--- Text passage ---
<<<<

# Citrix ICA client does not work on fresh system [solved]

## Zwartoog

I am trying to get the Citrix ICA client to work on my 64 bit system. It works on an (older, but up-to-date) 64 bit gentoo system, but not on my freshly installed system. I think I am missing some dependencies.

I have emerged icaclient-11.0-r2, but when I download a .ica file and run it, it gives the following error:

 *Quote:*   

> 
> 
> /opt/ICAClient $ wfica ~/Downloads/launch.ica 
> 
> Error: 32 (E_XERROR)                                            
> ...

 

All the required 32bit libraries are installed:

 *Quote:*   

> 
> 
> $ ldd wfica.bin
> 
>         linux-gate.so.1 =>  (0xffffe000)
> ...

 

I tried to do an strace, but I am unable to understand what is going on (tail of the strace output):

 *Quote:*   

> 
> 
> ...

>>>>

--- Data listing ---
<<<<

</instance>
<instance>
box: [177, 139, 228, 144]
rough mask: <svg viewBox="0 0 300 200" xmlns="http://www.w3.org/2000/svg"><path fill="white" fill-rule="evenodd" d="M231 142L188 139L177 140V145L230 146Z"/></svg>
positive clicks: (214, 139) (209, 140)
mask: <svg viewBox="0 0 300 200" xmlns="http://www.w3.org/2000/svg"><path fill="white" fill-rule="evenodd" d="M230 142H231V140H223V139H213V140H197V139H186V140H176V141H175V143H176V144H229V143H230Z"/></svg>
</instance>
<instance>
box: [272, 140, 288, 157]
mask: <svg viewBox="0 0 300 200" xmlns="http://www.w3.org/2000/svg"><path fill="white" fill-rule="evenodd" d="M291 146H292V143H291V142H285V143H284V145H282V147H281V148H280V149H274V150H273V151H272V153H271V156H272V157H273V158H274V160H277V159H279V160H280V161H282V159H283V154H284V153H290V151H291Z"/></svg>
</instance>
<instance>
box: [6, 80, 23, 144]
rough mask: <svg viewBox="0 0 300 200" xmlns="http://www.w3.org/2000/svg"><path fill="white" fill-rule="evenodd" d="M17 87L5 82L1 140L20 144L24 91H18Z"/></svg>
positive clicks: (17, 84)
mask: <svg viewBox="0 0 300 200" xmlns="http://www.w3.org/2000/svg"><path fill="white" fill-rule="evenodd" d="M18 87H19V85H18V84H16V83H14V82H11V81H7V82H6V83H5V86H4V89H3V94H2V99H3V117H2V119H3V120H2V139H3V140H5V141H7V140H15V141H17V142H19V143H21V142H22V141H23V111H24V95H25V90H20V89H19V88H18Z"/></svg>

>>>>

--- Task requirements ---
A: Answer these questions using the Citrix ICA client thread:
(i) Which version of icaclient did the poster emerge?
(ii) What error appears when wfica is run on the downloaded .ica file?
(iii) On what kind of system does the client already work?
B: Rewrite the paragraph of the Citrix ICA client thread that begins "I am trying to get the Citrix ICA client" in a shorter form, keeping its main facts.
C: Write the next part of the Citrix ICA client thread, picking up from its final line.
The entries were drawn from a source unrelated to the Citrix ICA client thread.

--- Task-by-task answers ---
A:
(i) icaclient-11.0-r2
(ii) Error: 32 (E_XERROR)
(iii) An older but up-to-date 64 bit Gentoo system

B: I want the Citrix ICA client running on my freshly installed 64-bit system. It works on an older, up-to-date 64-bit Gentoo system, so I suspect missing dependencies.

C:
> 
> munmap(0xf77cf000, 4096)                = 0
> ...

 

However, on the 'working' system, this is the strace output:

 *Quote:*   

> 
> 
> ...
> 
> munmap(0xf73fc000, 4096)                = 0
> ...

 

I thought there was a problem with the fonts, so I installed all the fonts which were installed on the working system. Unfortunately to no avail.

Any thoughts?

Sebastiaan

----------

## Zwartoog

Solved: it were the fonts after all, but I apparently needed to restart X.

icaclient turns out to need at least these fonts:

media-fonts/font-xfree86-type1

media-fonts/font-misc-ethiopic

I have no idea why it depends on ethiopic, but it will not start without it.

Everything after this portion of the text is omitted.